→ **WORK TO COMPLETE**
Reproduce the lines without any change, starting with the line that contains "query (the noun phrase to segment): stamen" and going on through the line that contains "POLYGON ((125 30, 124", both included. Give no other lines.

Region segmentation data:
◆ ◆ ◆ ◆ ◆
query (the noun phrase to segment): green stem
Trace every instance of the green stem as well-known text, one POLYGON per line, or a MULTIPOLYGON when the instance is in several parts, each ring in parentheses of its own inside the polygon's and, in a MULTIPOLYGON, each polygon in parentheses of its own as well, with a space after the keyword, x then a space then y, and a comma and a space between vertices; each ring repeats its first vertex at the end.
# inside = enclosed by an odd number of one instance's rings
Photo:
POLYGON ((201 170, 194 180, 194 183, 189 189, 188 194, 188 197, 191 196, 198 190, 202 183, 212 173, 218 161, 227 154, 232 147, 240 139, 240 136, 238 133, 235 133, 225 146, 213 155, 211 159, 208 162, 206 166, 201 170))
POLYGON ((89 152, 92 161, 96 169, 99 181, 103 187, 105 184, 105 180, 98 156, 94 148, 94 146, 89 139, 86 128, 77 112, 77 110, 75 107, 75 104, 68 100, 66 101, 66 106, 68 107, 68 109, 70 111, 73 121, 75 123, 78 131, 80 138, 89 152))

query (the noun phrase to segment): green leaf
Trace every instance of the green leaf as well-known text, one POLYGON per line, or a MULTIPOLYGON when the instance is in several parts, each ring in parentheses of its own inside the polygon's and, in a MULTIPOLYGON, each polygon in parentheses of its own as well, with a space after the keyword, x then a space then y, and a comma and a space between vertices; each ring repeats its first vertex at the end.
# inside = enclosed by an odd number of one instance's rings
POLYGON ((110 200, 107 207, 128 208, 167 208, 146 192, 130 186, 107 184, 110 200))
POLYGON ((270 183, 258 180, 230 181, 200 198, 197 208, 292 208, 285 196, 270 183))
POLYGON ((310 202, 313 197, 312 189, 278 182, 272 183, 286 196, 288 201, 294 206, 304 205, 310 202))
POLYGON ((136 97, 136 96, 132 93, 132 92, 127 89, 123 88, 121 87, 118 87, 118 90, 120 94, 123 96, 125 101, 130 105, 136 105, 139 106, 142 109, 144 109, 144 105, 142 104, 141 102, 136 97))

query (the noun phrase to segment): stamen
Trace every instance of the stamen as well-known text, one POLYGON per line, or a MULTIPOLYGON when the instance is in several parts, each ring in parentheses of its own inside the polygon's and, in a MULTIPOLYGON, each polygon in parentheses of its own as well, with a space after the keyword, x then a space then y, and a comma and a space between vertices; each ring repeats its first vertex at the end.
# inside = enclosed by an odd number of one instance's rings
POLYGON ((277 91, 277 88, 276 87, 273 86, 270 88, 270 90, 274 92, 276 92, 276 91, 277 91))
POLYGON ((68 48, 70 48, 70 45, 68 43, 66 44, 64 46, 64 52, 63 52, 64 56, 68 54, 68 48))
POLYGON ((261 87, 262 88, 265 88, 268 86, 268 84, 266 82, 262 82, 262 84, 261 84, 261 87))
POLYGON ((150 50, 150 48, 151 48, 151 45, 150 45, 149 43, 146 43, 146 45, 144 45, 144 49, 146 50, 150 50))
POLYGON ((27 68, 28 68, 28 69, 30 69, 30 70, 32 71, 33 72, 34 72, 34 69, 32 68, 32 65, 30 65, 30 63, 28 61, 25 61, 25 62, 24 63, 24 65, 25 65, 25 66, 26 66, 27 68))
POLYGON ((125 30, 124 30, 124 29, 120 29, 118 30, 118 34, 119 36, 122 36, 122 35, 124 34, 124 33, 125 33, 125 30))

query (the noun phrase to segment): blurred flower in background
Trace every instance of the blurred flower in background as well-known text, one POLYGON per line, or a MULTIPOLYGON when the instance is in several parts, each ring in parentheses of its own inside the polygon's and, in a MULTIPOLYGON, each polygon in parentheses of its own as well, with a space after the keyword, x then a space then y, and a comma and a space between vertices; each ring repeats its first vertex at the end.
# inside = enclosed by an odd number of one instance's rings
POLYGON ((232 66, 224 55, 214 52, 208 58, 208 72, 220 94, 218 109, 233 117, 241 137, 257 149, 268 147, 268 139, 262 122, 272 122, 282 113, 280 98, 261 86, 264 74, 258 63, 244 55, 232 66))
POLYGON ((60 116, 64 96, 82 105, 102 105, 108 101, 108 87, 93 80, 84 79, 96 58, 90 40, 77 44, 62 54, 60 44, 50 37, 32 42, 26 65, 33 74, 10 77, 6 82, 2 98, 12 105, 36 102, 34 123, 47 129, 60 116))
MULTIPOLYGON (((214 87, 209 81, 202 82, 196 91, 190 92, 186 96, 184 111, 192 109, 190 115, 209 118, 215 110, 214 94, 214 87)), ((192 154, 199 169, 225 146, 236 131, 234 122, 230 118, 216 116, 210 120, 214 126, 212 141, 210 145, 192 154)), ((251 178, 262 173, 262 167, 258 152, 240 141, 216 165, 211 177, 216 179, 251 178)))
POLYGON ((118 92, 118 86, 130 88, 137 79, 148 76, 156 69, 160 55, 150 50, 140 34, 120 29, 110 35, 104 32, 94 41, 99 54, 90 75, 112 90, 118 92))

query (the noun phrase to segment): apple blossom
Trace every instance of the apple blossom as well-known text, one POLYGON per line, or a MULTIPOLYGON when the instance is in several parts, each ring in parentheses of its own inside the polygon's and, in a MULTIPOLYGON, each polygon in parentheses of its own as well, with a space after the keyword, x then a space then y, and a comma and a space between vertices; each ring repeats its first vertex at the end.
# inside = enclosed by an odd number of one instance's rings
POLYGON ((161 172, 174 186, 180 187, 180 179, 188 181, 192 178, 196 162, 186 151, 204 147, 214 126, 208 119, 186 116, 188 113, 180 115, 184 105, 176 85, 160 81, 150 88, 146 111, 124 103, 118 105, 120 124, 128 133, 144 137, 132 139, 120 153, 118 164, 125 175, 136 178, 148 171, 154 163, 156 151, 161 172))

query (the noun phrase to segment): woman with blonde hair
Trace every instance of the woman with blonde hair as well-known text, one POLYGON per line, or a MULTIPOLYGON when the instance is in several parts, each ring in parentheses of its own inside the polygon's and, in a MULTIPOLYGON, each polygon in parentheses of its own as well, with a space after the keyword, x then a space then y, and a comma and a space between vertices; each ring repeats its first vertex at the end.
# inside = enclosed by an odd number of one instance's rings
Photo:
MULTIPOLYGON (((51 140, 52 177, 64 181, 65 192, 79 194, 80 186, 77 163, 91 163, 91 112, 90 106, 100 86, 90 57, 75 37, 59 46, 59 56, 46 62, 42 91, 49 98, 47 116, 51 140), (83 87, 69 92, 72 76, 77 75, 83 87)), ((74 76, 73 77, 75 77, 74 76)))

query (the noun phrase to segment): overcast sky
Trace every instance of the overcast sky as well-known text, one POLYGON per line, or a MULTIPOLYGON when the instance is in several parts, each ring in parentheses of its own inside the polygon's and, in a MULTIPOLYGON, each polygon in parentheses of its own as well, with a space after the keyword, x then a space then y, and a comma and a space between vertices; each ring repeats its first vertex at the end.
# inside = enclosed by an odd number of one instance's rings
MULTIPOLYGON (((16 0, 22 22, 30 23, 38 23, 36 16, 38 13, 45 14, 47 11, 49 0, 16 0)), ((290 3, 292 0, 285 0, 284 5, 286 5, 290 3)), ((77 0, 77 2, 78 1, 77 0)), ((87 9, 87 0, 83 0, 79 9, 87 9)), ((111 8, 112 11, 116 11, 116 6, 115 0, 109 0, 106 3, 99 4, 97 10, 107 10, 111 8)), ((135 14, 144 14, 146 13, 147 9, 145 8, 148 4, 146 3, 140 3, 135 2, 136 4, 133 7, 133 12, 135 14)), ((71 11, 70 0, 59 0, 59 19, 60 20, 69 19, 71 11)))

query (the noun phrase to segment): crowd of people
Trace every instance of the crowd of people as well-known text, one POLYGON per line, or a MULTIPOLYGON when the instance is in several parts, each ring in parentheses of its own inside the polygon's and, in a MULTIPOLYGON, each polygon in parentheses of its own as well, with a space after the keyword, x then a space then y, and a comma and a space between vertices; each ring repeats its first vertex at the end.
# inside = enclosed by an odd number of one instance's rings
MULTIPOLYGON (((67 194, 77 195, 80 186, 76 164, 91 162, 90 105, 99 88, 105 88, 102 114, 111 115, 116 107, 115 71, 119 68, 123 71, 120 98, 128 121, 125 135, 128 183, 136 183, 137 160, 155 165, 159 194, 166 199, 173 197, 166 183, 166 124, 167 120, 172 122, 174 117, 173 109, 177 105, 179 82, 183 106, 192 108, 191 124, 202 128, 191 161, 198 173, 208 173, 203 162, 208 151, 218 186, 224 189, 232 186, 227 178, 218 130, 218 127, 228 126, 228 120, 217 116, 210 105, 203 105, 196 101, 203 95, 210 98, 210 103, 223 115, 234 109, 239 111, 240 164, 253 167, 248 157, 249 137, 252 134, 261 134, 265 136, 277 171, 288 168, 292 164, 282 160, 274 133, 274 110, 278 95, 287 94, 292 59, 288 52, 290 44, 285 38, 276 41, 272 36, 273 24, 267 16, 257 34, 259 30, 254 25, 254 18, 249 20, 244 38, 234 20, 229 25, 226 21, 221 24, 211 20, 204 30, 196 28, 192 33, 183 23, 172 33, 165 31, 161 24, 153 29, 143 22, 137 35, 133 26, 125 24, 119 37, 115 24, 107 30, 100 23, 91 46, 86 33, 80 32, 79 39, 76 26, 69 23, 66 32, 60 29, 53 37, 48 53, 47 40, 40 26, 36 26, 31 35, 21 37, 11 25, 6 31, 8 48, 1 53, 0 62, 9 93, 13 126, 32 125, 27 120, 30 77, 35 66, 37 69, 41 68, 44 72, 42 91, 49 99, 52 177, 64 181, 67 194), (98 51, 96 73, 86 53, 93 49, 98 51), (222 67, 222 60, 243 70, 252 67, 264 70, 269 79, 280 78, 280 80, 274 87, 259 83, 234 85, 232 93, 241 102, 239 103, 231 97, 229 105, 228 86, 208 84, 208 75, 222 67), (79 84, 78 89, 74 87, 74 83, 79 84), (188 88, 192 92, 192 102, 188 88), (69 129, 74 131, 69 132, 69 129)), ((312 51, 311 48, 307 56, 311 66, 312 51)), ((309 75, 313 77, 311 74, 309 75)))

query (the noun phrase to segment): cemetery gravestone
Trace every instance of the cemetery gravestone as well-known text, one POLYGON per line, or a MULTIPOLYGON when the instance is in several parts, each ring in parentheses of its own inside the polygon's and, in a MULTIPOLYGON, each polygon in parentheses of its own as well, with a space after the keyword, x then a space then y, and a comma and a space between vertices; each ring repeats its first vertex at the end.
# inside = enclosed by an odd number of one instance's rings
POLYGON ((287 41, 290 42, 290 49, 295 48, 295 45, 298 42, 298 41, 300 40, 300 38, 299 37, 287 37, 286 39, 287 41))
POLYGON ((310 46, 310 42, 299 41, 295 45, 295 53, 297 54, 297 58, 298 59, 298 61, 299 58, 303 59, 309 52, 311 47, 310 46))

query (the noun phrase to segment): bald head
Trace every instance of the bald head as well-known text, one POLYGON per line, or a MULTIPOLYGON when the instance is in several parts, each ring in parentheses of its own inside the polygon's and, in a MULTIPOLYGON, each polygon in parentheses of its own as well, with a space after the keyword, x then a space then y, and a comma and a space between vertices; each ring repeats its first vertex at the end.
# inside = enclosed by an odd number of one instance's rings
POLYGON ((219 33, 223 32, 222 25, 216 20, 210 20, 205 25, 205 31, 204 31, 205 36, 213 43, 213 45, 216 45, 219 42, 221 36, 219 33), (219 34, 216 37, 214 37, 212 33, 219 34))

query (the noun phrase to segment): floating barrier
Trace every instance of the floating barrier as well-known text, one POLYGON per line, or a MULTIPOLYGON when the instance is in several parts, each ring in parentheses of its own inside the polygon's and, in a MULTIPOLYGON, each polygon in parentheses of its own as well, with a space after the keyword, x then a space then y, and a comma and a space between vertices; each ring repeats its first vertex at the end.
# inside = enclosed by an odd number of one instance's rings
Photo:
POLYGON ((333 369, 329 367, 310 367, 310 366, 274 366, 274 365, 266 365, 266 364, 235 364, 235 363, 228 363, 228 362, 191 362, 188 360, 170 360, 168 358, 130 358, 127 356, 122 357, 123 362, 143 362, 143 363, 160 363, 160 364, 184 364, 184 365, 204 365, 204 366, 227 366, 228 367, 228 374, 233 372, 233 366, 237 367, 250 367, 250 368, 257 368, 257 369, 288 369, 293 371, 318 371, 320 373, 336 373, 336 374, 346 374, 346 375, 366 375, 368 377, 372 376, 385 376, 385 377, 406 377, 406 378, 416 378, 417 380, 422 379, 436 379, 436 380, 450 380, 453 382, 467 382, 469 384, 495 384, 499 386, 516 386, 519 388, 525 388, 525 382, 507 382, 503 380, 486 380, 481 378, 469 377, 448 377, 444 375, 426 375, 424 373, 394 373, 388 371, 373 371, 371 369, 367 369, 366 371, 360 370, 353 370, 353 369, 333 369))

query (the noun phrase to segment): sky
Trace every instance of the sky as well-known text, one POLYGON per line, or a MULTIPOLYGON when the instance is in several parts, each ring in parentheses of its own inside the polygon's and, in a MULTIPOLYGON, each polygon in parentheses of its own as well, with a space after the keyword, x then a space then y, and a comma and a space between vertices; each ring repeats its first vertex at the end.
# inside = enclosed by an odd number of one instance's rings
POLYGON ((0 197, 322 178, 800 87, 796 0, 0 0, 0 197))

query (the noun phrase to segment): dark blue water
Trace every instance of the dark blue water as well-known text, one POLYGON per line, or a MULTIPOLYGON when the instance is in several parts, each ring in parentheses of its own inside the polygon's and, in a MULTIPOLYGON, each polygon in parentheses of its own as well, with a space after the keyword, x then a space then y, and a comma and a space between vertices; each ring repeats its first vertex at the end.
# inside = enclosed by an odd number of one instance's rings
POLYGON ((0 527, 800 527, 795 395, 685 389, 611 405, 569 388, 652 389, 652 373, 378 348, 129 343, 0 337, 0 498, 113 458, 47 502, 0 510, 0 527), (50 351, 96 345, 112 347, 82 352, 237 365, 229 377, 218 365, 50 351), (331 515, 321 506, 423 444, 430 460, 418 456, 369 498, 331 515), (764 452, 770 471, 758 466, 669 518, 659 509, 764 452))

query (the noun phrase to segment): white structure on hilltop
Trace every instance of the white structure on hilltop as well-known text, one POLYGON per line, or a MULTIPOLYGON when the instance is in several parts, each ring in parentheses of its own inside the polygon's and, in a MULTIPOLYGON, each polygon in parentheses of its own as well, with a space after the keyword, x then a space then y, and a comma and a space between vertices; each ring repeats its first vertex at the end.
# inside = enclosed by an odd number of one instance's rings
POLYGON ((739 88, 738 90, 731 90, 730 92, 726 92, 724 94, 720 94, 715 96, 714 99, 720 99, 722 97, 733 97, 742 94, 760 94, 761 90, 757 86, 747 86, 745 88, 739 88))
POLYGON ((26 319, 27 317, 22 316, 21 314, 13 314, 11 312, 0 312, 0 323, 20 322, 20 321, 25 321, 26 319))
◆ ◆ ◆ ◆ ◆
→ **REPLY**
query (the noun phrase to segment): stamen
Trace every instance of the stamen as well-known text, one POLYGON per line, or a MULTIPOLYGON when the instance is in several parts, each ring in parentheses of its own inside the polygon's and, in a MULTIPOLYGON, each polygon in parentheses of its own as well, with a space after the keyword, x then a space then y, and a comma and a space between vertices; each ring repeats its first vertex at the end.
# inside = enclosed by an odd number of one instance's rings
POLYGON ((277 91, 277 88, 276 87, 273 86, 270 88, 270 90, 274 92, 276 92, 276 91, 277 91))
POLYGON ((68 48, 70 48, 70 45, 68 43, 66 44, 64 46, 64 52, 63 52, 64 56, 68 54, 68 48))
POLYGON ((261 87, 262 88, 265 88, 268 86, 268 84, 266 82, 262 82, 262 84, 261 84, 261 87))
POLYGON ((150 50, 150 48, 151 48, 151 45, 150 45, 149 43, 146 43, 146 45, 144 45, 144 49, 146 50, 150 50))
POLYGON ((27 68, 28 68, 28 69, 30 69, 30 70, 32 71, 33 72, 34 72, 34 69, 32 68, 32 65, 30 65, 30 63, 28 61, 25 61, 25 62, 24 63, 24 65, 25 65, 25 66, 26 66, 27 68))
POLYGON ((125 30, 124 30, 124 29, 120 29, 118 30, 118 34, 119 36, 122 36, 122 35, 124 34, 124 33, 125 33, 125 30))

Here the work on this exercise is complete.